From the line containing "the camera, placed" down to the last line of the material, output each line exactly as it appears, excluding pictures.

+---+

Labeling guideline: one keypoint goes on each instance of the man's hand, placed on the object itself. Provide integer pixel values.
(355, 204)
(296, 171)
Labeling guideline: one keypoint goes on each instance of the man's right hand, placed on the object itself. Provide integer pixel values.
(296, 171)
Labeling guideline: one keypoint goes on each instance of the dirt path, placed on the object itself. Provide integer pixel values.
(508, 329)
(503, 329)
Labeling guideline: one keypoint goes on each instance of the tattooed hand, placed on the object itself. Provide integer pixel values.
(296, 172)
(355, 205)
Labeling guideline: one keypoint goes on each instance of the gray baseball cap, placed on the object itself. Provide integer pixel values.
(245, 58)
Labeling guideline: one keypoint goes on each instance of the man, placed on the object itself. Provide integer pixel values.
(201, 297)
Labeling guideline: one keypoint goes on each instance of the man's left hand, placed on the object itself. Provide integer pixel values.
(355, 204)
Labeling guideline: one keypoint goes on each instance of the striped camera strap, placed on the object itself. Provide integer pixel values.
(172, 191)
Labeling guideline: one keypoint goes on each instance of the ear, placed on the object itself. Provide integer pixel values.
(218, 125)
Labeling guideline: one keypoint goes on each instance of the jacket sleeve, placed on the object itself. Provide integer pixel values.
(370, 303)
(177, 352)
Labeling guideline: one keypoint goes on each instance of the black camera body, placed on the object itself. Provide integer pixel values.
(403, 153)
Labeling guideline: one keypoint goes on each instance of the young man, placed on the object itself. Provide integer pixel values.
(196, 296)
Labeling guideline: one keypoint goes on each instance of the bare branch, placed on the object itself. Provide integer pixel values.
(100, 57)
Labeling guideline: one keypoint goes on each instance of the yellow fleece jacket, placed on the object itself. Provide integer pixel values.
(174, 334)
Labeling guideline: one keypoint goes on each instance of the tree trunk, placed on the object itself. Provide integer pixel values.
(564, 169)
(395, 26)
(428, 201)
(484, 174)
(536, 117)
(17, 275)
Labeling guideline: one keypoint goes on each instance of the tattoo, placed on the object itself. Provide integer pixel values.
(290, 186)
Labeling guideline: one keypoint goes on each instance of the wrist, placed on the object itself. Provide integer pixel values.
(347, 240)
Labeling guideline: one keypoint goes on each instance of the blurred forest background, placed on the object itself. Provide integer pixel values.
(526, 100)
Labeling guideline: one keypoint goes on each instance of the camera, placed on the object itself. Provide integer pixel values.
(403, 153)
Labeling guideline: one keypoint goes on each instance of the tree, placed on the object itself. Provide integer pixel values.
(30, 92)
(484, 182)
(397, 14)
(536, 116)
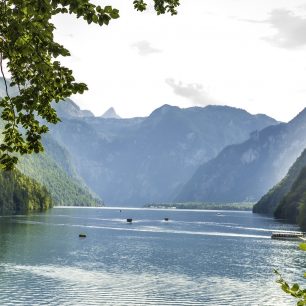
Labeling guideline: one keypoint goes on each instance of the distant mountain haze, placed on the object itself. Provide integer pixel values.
(248, 170)
(143, 160)
(110, 113)
(270, 201)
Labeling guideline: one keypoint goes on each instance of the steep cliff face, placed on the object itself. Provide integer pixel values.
(248, 170)
(142, 160)
(292, 207)
(20, 194)
(269, 202)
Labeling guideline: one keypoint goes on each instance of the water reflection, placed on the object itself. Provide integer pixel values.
(197, 258)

+---+

- **WRITTEN RESPONSE**
Labeling guideline: one keypoint goes on each instance of the camera, placed on the object itself. Provide integer pixel values.
(403, 153)
Labeling guideline: one keypoint goes on each instance of the tree, placed on the object itself. Provide integer pixel values.
(30, 92)
(484, 182)
(397, 14)
(536, 116)
Labeling guideline: one keypoint goes on each instance of the distant mountain haze, placed on the object itself. Provide integer pixel values.
(248, 170)
(143, 160)
(110, 113)
(270, 201)
Labeling guideline: one keypoint goes on each instance of the steep cliff face, placed on the object itself. Provide integer pixel values.
(248, 170)
(142, 160)
(292, 207)
(20, 194)
(269, 202)
Labeling guideline: one keypoint goes on each instance of the water reflection, placed on the object itself. Provide integer pixel values.
(197, 258)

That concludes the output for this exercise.